▶ **What is needed**
Nothing but the lines below from the one containing "Target: temple courtyard" through the one containing "of the hoodie" should appear in the answer, exact and without pictures.

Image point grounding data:
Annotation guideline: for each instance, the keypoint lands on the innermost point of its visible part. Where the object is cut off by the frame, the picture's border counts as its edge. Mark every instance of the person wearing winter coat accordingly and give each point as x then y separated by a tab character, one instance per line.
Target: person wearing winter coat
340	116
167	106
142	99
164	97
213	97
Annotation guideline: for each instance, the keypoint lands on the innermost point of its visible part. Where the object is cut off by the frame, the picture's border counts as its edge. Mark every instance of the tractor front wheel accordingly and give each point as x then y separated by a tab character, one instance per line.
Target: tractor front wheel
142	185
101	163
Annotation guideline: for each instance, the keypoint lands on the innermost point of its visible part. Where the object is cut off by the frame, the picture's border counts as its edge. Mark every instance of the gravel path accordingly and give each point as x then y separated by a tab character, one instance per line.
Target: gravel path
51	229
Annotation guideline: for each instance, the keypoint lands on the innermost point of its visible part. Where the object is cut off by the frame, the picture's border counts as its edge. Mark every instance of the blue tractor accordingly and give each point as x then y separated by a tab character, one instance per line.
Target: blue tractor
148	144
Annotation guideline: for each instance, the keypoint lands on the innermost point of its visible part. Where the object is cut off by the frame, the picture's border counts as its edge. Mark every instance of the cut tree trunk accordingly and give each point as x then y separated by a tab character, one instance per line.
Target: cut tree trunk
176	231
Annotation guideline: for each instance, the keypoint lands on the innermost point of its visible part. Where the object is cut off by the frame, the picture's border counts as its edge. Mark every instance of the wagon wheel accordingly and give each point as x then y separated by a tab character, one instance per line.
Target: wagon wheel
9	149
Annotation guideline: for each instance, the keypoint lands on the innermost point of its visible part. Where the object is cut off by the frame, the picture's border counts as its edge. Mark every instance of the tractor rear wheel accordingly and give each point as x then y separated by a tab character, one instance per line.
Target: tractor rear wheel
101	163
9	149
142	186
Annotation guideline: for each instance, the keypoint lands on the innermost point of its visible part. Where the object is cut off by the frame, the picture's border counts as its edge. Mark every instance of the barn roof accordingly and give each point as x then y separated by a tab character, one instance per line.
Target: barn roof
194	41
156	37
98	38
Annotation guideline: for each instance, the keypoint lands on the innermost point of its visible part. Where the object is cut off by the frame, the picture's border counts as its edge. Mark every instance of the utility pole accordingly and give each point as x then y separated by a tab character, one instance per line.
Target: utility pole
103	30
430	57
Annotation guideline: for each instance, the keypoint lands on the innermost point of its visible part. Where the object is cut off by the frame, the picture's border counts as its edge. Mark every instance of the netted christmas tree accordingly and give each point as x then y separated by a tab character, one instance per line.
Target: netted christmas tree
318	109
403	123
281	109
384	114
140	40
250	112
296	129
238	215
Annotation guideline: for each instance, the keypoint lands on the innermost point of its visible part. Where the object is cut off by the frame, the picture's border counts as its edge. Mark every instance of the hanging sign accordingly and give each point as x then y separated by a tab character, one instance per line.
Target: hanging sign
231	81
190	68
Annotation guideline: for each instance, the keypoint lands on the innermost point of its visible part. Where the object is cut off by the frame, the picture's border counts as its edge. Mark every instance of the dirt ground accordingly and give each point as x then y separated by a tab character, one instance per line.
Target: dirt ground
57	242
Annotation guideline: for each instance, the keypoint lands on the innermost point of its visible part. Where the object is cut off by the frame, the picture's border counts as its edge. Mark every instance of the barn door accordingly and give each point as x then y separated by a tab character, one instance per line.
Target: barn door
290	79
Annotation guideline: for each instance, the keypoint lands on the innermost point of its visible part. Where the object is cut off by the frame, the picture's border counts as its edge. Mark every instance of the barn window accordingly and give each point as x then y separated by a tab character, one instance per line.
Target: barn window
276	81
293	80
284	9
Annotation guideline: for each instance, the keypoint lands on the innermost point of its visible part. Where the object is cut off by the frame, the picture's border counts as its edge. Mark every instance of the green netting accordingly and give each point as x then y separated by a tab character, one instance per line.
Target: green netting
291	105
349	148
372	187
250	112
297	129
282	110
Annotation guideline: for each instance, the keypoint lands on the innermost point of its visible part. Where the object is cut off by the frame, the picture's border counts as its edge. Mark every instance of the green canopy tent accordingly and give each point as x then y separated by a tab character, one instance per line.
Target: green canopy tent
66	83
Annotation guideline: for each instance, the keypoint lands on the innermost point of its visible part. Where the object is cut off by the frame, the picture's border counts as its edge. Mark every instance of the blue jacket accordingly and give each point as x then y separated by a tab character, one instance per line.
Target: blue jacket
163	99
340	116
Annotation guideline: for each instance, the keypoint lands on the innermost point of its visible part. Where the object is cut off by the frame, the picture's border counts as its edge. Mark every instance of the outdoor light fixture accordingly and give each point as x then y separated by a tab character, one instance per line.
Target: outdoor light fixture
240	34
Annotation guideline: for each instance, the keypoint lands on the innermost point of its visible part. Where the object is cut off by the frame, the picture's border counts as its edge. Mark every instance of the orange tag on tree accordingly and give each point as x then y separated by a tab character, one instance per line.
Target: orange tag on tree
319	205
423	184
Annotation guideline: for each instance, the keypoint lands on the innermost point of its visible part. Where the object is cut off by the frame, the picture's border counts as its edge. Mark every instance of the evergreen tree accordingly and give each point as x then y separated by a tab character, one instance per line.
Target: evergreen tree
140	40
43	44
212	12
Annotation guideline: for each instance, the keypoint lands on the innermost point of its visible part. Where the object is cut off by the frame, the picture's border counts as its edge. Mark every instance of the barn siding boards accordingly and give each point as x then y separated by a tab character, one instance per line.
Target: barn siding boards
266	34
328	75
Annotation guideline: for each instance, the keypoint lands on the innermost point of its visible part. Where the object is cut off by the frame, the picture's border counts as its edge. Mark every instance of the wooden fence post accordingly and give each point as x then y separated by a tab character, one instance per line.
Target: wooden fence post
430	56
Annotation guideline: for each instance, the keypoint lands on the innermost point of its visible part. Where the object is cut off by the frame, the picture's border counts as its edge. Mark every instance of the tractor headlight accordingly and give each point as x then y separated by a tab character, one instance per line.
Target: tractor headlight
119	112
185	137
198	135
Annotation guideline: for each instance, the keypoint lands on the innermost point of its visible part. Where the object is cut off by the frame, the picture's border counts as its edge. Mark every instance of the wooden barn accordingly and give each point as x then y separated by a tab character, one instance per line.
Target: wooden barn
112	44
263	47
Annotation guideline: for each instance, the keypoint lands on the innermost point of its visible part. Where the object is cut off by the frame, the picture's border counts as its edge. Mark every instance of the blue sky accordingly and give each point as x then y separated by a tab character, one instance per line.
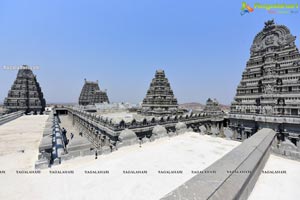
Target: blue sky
203	47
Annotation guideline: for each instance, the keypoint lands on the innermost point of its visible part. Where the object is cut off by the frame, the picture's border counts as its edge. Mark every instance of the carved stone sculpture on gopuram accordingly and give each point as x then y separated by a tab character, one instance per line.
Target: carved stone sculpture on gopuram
25	94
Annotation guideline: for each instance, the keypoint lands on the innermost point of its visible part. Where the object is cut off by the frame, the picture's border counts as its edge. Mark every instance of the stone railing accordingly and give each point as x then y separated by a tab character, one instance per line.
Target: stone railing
234	175
268	118
11	116
146	122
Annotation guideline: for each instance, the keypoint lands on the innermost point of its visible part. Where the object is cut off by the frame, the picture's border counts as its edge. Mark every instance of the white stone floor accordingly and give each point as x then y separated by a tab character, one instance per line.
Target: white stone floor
278	186
22	134
186	152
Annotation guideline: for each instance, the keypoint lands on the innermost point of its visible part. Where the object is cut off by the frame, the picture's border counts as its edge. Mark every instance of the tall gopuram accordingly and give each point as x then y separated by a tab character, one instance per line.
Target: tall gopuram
268	95
91	94
25	94
160	98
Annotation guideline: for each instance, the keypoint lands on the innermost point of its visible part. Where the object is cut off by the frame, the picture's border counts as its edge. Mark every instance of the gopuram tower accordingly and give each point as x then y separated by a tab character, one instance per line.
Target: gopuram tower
160	98
25	94
268	95
91	94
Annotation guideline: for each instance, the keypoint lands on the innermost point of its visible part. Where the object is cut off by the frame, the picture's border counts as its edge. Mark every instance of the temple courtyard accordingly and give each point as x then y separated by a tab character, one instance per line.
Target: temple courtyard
19	142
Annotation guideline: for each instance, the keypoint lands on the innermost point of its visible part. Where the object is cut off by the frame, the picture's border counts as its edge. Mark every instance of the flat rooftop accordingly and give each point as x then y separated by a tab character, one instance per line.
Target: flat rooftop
19	142
183	153
278	185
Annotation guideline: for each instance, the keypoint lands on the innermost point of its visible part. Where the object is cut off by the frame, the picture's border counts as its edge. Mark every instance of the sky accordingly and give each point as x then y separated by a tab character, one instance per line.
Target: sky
202	46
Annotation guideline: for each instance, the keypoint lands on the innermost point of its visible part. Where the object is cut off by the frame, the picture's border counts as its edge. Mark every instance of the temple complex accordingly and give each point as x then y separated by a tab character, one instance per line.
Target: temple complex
160	98
91	94
25	94
268	94
212	108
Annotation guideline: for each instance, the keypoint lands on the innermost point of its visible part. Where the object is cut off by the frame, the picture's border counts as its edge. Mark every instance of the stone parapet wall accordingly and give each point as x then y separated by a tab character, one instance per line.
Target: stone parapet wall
11	116
234	175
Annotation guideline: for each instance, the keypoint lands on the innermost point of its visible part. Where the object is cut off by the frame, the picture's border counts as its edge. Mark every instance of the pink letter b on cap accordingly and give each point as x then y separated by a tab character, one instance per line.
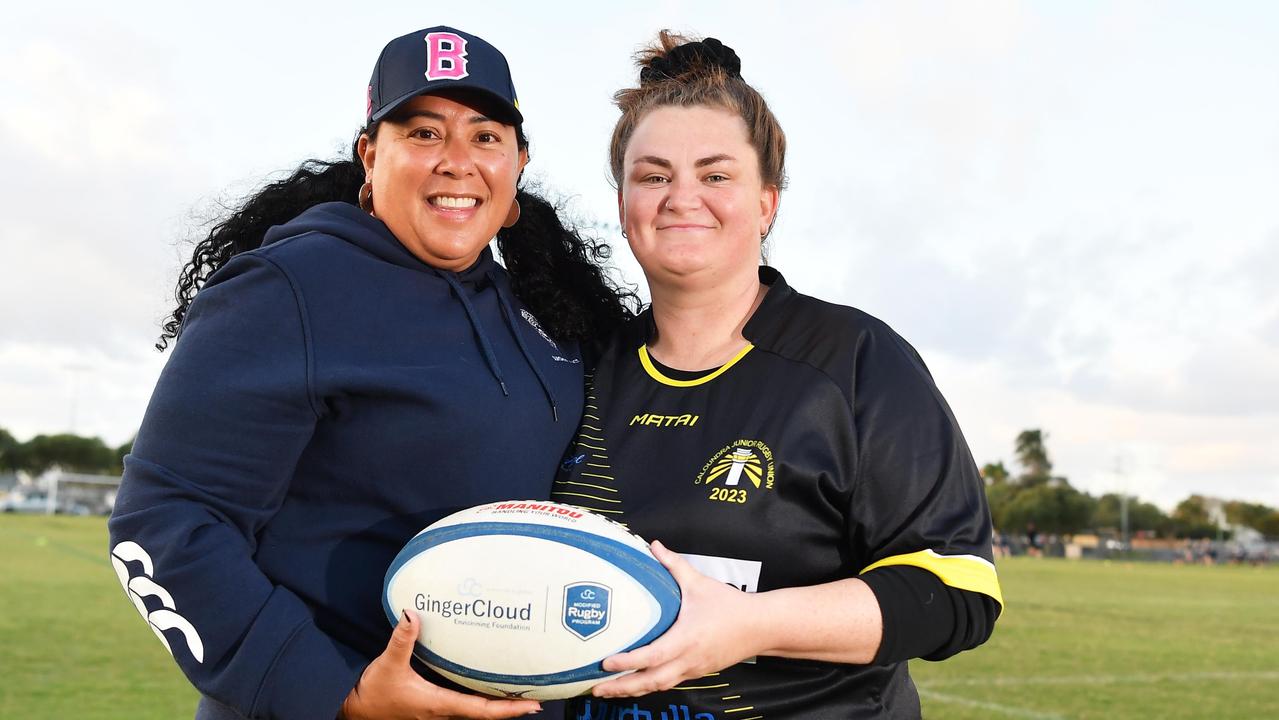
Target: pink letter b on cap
445	56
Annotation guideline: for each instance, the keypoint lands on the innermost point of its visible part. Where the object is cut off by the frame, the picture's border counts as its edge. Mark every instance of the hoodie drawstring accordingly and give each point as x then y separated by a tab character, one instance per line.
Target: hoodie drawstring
475	325
523	348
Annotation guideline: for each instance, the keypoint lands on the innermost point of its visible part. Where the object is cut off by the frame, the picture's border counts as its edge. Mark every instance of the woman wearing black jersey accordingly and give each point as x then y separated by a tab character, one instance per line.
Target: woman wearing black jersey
785	446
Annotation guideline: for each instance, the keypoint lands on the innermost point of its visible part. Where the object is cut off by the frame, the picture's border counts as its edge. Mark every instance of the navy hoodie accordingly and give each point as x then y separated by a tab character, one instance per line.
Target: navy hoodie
330	395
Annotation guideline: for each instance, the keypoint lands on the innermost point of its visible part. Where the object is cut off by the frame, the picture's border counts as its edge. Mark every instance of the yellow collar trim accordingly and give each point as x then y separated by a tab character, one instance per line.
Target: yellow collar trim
656	375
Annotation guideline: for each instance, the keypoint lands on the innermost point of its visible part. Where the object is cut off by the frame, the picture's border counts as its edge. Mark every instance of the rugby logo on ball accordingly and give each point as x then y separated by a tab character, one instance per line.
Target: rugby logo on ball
526	599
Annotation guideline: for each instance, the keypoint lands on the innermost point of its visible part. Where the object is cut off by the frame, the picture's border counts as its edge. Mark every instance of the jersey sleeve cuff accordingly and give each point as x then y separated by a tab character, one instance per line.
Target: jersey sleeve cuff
961	572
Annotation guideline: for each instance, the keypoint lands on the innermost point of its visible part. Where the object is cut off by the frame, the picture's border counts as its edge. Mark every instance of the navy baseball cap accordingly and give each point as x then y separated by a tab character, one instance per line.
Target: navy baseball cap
435	59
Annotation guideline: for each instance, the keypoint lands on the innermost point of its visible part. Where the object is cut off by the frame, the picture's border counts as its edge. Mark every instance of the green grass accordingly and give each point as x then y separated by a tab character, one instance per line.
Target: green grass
70	643
1078	640
1118	640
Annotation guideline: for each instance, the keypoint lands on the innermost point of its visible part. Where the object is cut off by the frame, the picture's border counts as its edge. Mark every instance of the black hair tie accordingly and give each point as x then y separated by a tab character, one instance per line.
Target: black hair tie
691	55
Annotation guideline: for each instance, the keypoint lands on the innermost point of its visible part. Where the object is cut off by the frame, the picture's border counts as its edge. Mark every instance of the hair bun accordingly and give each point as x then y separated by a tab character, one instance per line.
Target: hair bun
690	56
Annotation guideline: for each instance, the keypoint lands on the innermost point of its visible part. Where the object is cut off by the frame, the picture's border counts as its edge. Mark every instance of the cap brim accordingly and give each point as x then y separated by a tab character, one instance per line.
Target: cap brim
500	108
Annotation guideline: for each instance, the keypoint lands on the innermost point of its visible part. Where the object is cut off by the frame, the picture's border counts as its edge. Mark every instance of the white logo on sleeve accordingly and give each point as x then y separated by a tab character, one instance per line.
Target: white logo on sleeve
141	587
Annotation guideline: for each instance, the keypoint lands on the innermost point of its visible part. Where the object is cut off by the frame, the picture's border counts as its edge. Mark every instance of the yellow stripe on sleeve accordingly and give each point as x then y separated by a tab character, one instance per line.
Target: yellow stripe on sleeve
965	572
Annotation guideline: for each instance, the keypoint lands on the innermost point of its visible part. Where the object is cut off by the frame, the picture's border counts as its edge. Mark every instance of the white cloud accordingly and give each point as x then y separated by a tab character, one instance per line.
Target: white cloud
1068	209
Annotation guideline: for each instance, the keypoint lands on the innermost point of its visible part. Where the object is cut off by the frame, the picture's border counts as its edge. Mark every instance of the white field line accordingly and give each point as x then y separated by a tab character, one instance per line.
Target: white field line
989	706
1146	678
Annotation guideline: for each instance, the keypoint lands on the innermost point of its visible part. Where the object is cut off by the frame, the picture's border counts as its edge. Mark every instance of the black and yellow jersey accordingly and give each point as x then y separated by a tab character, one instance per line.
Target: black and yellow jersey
821	452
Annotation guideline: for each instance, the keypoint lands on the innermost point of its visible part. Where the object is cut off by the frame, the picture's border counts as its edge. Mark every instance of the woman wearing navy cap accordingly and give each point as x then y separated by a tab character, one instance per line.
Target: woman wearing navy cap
356	366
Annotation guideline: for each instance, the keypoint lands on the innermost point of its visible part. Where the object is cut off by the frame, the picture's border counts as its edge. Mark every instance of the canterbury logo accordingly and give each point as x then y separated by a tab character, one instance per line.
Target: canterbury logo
141	587
528	317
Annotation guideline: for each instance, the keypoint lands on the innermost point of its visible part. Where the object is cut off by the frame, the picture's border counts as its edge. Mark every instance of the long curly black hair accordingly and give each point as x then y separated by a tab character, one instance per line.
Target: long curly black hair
560	274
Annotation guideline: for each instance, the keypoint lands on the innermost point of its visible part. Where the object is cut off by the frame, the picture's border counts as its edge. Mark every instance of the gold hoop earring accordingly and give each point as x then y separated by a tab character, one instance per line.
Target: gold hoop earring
512	215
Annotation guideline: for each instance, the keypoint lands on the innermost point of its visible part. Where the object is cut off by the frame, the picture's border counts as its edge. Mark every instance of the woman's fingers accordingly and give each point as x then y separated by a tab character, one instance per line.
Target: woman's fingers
399	649
461	705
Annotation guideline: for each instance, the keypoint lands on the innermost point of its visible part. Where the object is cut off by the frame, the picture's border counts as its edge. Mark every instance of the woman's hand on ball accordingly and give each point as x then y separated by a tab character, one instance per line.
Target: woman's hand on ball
713	631
390	689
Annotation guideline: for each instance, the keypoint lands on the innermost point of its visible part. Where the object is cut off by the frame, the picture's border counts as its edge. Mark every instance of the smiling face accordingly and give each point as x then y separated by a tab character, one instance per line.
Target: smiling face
692	200
444	177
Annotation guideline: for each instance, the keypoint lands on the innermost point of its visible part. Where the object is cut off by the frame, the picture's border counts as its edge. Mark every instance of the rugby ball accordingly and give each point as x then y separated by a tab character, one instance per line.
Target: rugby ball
526	599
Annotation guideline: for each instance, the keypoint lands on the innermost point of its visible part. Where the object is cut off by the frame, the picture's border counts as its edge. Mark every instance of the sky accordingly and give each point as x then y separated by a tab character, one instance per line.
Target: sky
1069	209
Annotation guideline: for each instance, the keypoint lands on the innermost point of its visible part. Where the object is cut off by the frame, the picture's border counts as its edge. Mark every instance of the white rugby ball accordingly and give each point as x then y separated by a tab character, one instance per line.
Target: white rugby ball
526	599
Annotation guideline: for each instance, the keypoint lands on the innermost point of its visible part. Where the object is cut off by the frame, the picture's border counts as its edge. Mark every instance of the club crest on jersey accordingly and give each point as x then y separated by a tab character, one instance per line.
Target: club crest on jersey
445	56
586	609
738	468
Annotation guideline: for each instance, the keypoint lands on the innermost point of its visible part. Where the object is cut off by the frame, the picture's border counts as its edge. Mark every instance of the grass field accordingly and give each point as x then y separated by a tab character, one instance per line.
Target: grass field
1078	640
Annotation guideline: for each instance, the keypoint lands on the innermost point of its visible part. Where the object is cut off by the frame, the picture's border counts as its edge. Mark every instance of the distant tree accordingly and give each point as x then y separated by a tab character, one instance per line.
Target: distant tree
1269	526
1192	519
1141	516
68	452
1032	455
994	473
1247	514
9	452
1053	508
999	496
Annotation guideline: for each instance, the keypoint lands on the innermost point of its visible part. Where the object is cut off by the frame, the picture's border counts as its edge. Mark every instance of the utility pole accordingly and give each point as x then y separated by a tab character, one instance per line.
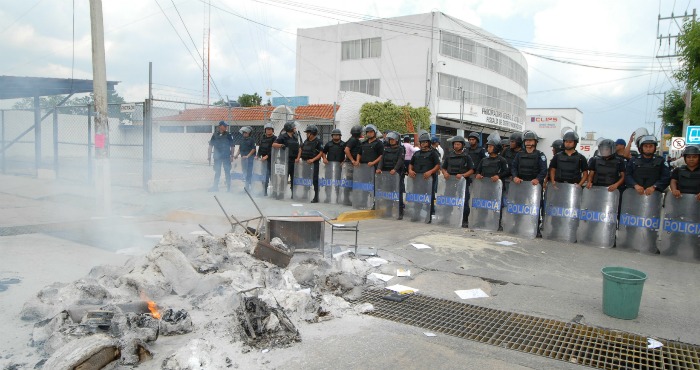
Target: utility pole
688	95
99	80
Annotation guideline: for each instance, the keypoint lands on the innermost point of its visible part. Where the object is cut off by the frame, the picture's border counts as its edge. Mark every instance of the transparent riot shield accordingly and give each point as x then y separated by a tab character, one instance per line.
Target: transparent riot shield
680	233
561	212
345	193
418	201
386	201
640	218
598	217
279	175
363	187
449	201
521	211
485	204
259	177
303	189
329	182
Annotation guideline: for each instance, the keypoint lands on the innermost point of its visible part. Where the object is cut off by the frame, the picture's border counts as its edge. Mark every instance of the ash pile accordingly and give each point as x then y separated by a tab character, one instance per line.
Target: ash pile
204	301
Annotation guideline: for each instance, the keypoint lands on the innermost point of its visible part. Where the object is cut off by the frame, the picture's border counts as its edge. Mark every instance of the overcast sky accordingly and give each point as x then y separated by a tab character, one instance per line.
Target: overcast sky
253	46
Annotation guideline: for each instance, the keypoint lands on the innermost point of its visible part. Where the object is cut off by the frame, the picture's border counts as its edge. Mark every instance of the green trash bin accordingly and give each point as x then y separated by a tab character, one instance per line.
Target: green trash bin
622	292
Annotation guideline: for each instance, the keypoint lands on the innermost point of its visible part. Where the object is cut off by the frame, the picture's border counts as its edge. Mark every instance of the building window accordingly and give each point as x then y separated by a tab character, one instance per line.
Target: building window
361	49
480	94
470	51
370	87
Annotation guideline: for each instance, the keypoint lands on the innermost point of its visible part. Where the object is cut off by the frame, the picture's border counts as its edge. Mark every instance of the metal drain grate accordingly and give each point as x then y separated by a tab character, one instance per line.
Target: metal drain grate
571	342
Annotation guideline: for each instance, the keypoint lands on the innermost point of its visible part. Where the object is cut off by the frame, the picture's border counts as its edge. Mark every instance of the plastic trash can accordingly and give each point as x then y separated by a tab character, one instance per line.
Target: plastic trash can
622	292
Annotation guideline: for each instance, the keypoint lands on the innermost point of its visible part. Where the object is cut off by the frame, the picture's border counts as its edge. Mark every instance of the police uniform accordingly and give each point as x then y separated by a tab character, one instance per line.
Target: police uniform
648	172
292	145
265	149
222	144
568	168
309	150
455	163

▶ **Written solution**
Target: temple courtyard
19	142
Annotation guideline: for each instance, the keypoint lands on the innermost point of its visible part. Where the object is cut off by the frame, the picture's border counts as its edge. Mark every instance of the flat rooftop accordingly and give each point as x then y separated by a tab character, one instance per line.
Target: flat rooftop
19	142
183	153
278	185
Annotation guideline: for each instance, the keypoint lands on the innermost point of its visible part. Where the object is cut off by the frame, the picture's border counts as its edge. Mark every instance of the sky accordingly and give each point as x then y separated by a tab character, one instance per line.
Target: sky
202	46
Annotation guideline: for each instance, the keypoint lands on the innermost point of its visible part. Where the object is cut off by the frame, the picture's border counts as its edge. Mark every instance of the temple complex accordingly and give each point as x then y separated by a tab character, one instance per line.
Target: temple complex
160	98
91	94
25	94
268	94
212	108
Annotation guideline: for each instance, the keypoint lands on the innermost point of its visible part. Where the object is cut off by the frame, the picture's border counts as its edge. Mark every instance of the stone parapet wall accordingly and give each point as x then y separated by a tab character, one instance per line.
Target: stone parapet wall
11	116
234	175
Annotation guideline: for each instance, the keypoint lands on the innermost point of its visible part. Where the object is cut off by the frame, the picture's border counts as its edge. Mark every instance of the pink letter b on cap accordingly and give each point as x then y separated by a tab character, one instance per line.
Target: pink letter b on cap
445	56
Annotation guideline: for each instance, the keypoint lands on the innermost point of its visible part. Where the object is cut off by the frame, the picture's border counts as its edge. Mark every instance of the hoodie drawstring accordingly and give each point as x then y separated by a tab character, one instance per line.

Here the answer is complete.